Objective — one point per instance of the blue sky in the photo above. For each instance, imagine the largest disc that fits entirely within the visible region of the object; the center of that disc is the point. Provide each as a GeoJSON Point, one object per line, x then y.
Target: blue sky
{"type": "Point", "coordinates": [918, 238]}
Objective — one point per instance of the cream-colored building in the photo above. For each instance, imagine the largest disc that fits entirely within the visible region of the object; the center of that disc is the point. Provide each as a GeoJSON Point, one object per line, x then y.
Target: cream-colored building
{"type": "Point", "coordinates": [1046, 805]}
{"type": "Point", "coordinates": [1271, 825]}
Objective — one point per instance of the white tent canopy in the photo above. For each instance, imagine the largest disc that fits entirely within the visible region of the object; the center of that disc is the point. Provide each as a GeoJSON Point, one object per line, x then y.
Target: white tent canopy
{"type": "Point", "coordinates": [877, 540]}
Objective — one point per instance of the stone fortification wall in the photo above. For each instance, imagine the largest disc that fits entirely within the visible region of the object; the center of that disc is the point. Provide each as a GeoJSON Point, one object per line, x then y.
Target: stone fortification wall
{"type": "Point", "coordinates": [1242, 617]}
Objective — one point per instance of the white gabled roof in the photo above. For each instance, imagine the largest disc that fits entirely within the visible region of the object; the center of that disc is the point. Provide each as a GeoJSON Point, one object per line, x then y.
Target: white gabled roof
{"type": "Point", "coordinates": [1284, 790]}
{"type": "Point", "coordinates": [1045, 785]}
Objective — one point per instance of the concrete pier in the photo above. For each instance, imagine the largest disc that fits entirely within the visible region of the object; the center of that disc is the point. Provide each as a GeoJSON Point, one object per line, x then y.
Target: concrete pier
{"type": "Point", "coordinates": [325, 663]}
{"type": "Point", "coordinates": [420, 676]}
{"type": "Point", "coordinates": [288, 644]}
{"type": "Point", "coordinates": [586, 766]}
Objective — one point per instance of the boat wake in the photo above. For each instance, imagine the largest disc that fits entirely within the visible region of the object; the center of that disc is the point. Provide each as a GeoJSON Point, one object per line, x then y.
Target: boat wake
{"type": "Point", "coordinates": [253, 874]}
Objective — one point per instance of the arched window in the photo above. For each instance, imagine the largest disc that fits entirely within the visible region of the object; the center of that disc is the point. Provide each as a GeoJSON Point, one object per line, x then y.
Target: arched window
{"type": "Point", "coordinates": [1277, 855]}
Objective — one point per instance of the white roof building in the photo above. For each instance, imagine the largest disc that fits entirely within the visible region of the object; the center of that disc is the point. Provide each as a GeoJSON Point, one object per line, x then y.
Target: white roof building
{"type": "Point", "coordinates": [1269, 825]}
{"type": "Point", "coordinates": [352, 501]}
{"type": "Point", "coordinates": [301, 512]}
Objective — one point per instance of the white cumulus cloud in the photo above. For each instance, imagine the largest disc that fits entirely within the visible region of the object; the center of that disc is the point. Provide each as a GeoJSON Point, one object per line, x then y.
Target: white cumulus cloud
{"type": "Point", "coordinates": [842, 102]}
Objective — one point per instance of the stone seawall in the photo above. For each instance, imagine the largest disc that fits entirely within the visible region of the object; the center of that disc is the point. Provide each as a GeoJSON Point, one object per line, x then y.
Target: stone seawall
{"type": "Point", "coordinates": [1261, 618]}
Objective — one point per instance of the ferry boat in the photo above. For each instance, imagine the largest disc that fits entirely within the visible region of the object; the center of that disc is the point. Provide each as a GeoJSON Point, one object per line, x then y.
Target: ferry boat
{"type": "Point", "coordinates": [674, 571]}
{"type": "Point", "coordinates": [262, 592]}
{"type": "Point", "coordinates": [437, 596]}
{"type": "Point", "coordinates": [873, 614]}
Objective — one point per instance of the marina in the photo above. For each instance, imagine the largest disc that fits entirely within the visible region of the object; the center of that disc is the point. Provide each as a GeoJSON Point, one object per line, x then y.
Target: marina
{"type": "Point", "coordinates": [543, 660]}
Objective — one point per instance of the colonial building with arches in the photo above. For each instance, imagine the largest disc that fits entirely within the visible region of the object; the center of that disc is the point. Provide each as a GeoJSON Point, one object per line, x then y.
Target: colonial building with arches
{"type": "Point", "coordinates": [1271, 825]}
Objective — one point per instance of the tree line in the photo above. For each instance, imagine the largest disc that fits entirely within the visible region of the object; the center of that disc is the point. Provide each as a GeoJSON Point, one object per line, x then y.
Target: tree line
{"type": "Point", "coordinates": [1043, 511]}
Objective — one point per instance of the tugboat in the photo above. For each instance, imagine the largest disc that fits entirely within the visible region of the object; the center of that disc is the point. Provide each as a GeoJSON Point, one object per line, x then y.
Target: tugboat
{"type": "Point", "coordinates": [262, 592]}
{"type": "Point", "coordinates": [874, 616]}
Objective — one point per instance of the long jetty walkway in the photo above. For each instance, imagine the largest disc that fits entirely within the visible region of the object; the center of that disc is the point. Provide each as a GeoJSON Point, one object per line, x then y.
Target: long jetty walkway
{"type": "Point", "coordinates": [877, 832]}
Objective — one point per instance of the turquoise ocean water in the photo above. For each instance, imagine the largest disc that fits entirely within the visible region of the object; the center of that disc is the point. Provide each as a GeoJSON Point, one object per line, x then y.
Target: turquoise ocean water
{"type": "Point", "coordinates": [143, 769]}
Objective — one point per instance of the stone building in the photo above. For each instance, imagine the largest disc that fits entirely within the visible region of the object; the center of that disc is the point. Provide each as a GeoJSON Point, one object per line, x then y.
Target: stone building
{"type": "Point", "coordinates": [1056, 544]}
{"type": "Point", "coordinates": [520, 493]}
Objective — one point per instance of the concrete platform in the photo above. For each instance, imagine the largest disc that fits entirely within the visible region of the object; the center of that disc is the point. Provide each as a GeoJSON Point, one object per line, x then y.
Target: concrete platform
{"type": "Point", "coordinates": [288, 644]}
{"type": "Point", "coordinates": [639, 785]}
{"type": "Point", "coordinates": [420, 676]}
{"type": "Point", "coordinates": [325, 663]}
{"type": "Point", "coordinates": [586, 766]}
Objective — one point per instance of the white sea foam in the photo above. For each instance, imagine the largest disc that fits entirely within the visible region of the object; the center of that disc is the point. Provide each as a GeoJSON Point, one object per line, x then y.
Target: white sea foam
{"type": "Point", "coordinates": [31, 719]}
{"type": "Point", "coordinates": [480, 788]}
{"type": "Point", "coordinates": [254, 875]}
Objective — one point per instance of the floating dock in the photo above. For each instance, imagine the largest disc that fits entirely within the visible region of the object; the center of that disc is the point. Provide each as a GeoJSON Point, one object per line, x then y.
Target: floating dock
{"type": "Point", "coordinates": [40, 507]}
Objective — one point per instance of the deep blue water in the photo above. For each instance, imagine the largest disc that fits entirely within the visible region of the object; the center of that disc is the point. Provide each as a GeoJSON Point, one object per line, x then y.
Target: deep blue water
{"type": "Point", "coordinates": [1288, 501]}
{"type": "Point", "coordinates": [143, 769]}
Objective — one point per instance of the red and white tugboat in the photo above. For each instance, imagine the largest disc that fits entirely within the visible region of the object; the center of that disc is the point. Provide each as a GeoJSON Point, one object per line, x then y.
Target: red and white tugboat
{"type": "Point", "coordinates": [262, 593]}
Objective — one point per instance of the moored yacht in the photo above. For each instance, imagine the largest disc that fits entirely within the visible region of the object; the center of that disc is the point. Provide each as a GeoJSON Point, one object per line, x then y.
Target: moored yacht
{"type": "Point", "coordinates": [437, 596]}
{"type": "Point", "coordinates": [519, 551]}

**What to work on**: Every entry in the listing must be retyped exactly.

**Task result**:
Objective — one point per instance of the blue sky in the photo above. For each instance, imagine the largest disc that fits entirely within the visible region of the object; the center of that disc is the point. Provide each as a GeoJSON Point, one object per line, x then y.
Target: blue sky
{"type": "Point", "coordinates": [918, 238]}
Objective — one point per instance of the cream-colored building in the photo above. For each instance, imagine the largest disc that fits entirely within the visible region of the object; the center of that disc is the point. Provide each as a GeoJSON Point, one object per line, x then y.
Target: cream-colored building
{"type": "Point", "coordinates": [1046, 805]}
{"type": "Point", "coordinates": [1271, 825]}
Objective — one point per instance of the white tent canopy in the photo above. For each instance, imagine the largest disc that fits entirely within the visible region of the object; the center of that disc is the point. Provide each as a GeoJSON Point, one object per line, x then y.
Target: white tent canopy
{"type": "Point", "coordinates": [877, 540]}
Objective — one point per instance of the stone fortification wall in the photo above. For each instance, imagine the largest disc that fits entirely within the visible region of the object; the center of that disc is the point. Provide each as a GeoJSON Point, one object per line, x then y.
Target: stone fortification wall
{"type": "Point", "coordinates": [1242, 617]}
Objective — one point per instance of the white gabled roof in the photo above. For each instance, imagine the largest disc that fits entirely within the visible region of the object; the center of that disc is the point. Provide each as a GeoJSON Point, one object per line, x then y.
Target: white gabled roof
{"type": "Point", "coordinates": [1284, 790]}
{"type": "Point", "coordinates": [1045, 785]}
Objective — one point per instance of the concrete pier in the photo above. For each instance, imagine the largest disc that fits entirely within the visible region of the object; the center of that disc is the point. Provide each as a GeoJSON Point, one object per line, x then y.
Target: concrete pier
{"type": "Point", "coordinates": [325, 663]}
{"type": "Point", "coordinates": [420, 676]}
{"type": "Point", "coordinates": [288, 644]}
{"type": "Point", "coordinates": [586, 766]}
Objective — one point per instance of the boat wake in the photo above. For each instance, imagine the largest disc that fits entirely within the visible region of the object; the center of that disc is the point. Provide each as a GeoJSON Point, one object per line, x then y.
Target: boat wake
{"type": "Point", "coordinates": [253, 874]}
Objective — one point per instance of the arched window in the photo above. For each instance, imagine the largest disc that fits entirely within the visible region of the object; the center of that disc is the point. Provide each as a GeoJSON Point, one object per line, x then y.
Target: arched window
{"type": "Point", "coordinates": [1277, 855]}
Objective — one point per instance of the white roof building in the photo above. For each instance, imagine the largest disc that fits entirely within the visible region of the object; the center of that disc is the point. Provide each as a GeoJSON Point, one object per line, x then y.
Target: white roof building
{"type": "Point", "coordinates": [1269, 825]}
{"type": "Point", "coordinates": [352, 501]}
{"type": "Point", "coordinates": [301, 512]}
Objective — one point per instance of the white cumulus cloud in the photo above. For each instance, imagine the largest disc that fits entirely within the visible region of the object; the center of that disc is the point. Provide each as a GeoJSON Point, one object per line, x then y.
Target: white cumulus cloud
{"type": "Point", "coordinates": [842, 102]}
Objective — one point per instance of the stone seawall in the photo above. For each instance, imagine the largest disc that fits entirely within the visible region of the object; the center of that disc is the point. Provide each as a GeoJSON Point, one object per line, x then y.
Target: stone seawall
{"type": "Point", "coordinates": [1261, 618]}
Objective — one point per instance of the ferry boat in the photo above. For each instance, imagine the largest disc that fits entirely within the visible region of the object; the center of that disc is the point. Provide each as a GeoJSON Point, one object per line, x then y.
Target: ferry boat
{"type": "Point", "coordinates": [674, 571]}
{"type": "Point", "coordinates": [262, 592]}
{"type": "Point", "coordinates": [437, 596]}
{"type": "Point", "coordinates": [873, 614]}
Objective — one point per instance of the marina in the photo above. For each instance, imagine the largest disc that fits entirely within the visible region of the object; the center of that disc is the point. Provide each as a GeoJSON Point, one object per line, x then y.
Target: marina
{"type": "Point", "coordinates": [543, 660]}
Objective — one point per instance of the colonial building with arches in the photo above. For each instance, imagine the largest disc that fits entirely within the visible region of the object; the center of that disc is the point. Provide each as a GeoJSON Point, one object per line, x then y.
Target: colonial building with arches
{"type": "Point", "coordinates": [1271, 825]}
Objective — one point per instance of the tree line in the photo above. For each instance, imagine the largest disc that fits entirely within the visible region of the object; the center of that disc is the point. Provide each as a GeoJSON Point, one object per line, x then y.
Target: tree line
{"type": "Point", "coordinates": [1043, 511]}
Objective — one point per instance of the tugboat in the photo above. For each instance, imagine the largest disc that fits entirely within the visible region of the object; the center of that disc is the point. Provide each as a GeoJSON Point, one object per line, x then y.
Target: tugboat
{"type": "Point", "coordinates": [262, 592]}
{"type": "Point", "coordinates": [874, 616]}
Objective — one point per instance of the long jetty walkway in the photo above. For each instance, imagine the largest disc that fits entirely within the visible region of the object; the center of that disc is the point. Provide each as a GeoJSON Point, one object per line, x then y.
Target: long jetty walkway
{"type": "Point", "coordinates": [877, 832]}
Objective — one point per instance of the turquoise ocean water in the photo above. For each instance, imagine the largest disc that fits entirely within the visible region of the object; the center of that disc is the point. Provide each as a GeoJSON Point, one object per line, x then y.
Target: turquoise ocean water
{"type": "Point", "coordinates": [143, 769]}
Objective — one point per instance of the stone building in the photo above. For each instance, imagine the largest disc that fits entirely within the visible region of the object; the center of that disc is the point. Provide each as a GeoJSON Point, one object per line, x then y.
Target: stone building
{"type": "Point", "coordinates": [1056, 544]}
{"type": "Point", "coordinates": [520, 493]}
Objective — one point per instance of the concrete platform in the photo above. For each instance, imagine the largest disc that fits entirely within the visible region of the object; the center of that disc is the point. Provide each as a GeoJSON Point, one object per line, x then y.
Target: concrete platform
{"type": "Point", "coordinates": [288, 644]}
{"type": "Point", "coordinates": [639, 785]}
{"type": "Point", "coordinates": [420, 676]}
{"type": "Point", "coordinates": [325, 663]}
{"type": "Point", "coordinates": [586, 766]}
Objective — one point per instance of the white sea foam in the photo above. For each instance, imagine the largest disc that fits entirely within the visible region of the object; the center of that disc is the point. Provide each as a GeoJSON Point, one object per line, x then y.
Target: white sea foam
{"type": "Point", "coordinates": [31, 719]}
{"type": "Point", "coordinates": [480, 788]}
{"type": "Point", "coordinates": [254, 875]}
Objective — one point per instance of the floating dock in the photo above. For each instance, imagine the largest disc that fits entirely within the visible region of the object; the center of that disc is the point. Provide each as a GeoJSON Point, one object per line, x then y.
Target: floating dock
{"type": "Point", "coordinates": [40, 507]}
Objective — one point per instance of the deep blue water in the photo above. For each instance, imagine the largest disc that fits entirely within the visible region of the object; the center of that disc is the point. Provide each as a GeoJSON Point, one object per line, x then y.
Target: deep blue water
{"type": "Point", "coordinates": [1288, 501]}
{"type": "Point", "coordinates": [143, 769]}
Objective — one point per instance of the red and white tugboat in the photo above. For each instance, imagine the largest disc that fits entirely within the visible region of the object; the center of that disc is the point. Provide each as a GeoJSON Point, one object per line, x then y.
Target: red and white tugboat
{"type": "Point", "coordinates": [262, 593]}
Objective — one point per instance of the moored yacht in the photo above. For each instance, imagine the largest disc that fits entirely within the visible region of the object; the center of that disc is the point. Provide each as a GeoJSON Point, one object per line, x then y.
Target: moored yacht
{"type": "Point", "coordinates": [437, 596]}
{"type": "Point", "coordinates": [519, 551]}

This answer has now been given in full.